● **Exercise objective**:
Every entry must appear in the answer exactly as written.

◇ ◇ ◇

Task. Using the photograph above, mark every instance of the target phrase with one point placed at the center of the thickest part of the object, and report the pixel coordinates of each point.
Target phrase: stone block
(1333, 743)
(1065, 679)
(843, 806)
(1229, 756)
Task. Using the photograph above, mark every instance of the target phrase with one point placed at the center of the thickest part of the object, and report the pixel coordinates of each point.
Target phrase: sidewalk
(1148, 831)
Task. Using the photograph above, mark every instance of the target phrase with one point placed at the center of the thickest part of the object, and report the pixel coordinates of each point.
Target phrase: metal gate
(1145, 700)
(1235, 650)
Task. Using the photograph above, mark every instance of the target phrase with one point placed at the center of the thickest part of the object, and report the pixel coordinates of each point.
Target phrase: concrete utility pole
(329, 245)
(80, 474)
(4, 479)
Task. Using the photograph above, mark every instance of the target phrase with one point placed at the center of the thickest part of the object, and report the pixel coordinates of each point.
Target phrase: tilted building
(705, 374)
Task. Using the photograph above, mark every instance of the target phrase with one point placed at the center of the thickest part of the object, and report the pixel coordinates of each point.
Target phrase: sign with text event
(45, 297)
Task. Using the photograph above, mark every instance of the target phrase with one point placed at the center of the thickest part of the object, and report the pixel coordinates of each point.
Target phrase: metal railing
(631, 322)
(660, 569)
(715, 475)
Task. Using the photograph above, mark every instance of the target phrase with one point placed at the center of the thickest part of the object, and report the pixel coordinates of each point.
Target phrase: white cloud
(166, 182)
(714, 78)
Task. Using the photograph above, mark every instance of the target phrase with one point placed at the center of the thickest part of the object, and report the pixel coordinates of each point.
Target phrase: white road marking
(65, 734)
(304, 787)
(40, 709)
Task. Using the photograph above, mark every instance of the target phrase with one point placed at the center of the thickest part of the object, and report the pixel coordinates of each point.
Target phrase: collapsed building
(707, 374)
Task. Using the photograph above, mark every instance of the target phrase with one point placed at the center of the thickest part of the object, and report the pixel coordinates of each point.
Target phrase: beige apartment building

◇ ◇ ◇

● **Solution**:
Task. Using the photograph above, mark every instance of the target phrase with one point placed at the center of the thickest part of the object, and report the pixel coordinates of each point.
Target phrase: stone block
(1333, 743)
(1065, 679)
(843, 806)
(1229, 756)
Task. Using the photograph above, mark every instance of the target phrase with one point placed at the center of the thickest part of the object, and report the pixel coordinates of each point.
Target phrase: sidewalk
(1148, 831)
Task. Using the photograph above, mark every instance of the target phrase with one point placed at the center of the thickest part of the object, and report the pixel coordinates of each point.
Target phrase: metal gate
(1145, 700)
(1235, 650)
Task. Using the photograph above, mark every instance of the target phrase with one point placed at the center of the thickest part of the object, and report the pixel coordinates of each point.
Target phrase: concrete utility pole
(329, 245)
(80, 474)
(4, 479)
Task. Using the photograph above, mark every instance of the target phrase with one point placed at the center of the thickest part of the object, and report the pixel coordinates of each point.
Target phrase: tilted building
(705, 374)
Task. Using the photograph above, mark every instance of the target phrase with one point placed at the center of the thickest part of the object, and report the pixel coordinates of each point.
Target phrase: sign with text event
(45, 297)
Task. Using the photograph above, mark every instance of the target phrase with one point placed at the center of the thickest part of the object, and report the pixel coordinates of each point.
Target phrase: metal railing
(631, 322)
(660, 569)
(715, 475)
Task. Using the photograph above, mark every instance of the target phrase with one point placed at the center of the thickest part of the object, and report the pixel coordinates of each point.
Target phrase: white cloud
(166, 182)
(714, 78)
Task. Using the photograph above, mark every instance of the target phrase with one point placed at the center of the thickest part of the object, and report the pixel coordinates of each point.
Target phrase: white road marking
(65, 734)
(304, 787)
(40, 709)
Task. Using the photograph above, mark every instance of the target phrase with one point placed at the center of the thickest part of the object, and report the pixel coordinates of each point.
Target phrase: collapsed building
(707, 374)
Task. Using the photograph above, mark every instance of the target phrase with one point placed at the center of the thickest part of the object, and report the pixel coordinates of each point.
Target phrase: beige apartment building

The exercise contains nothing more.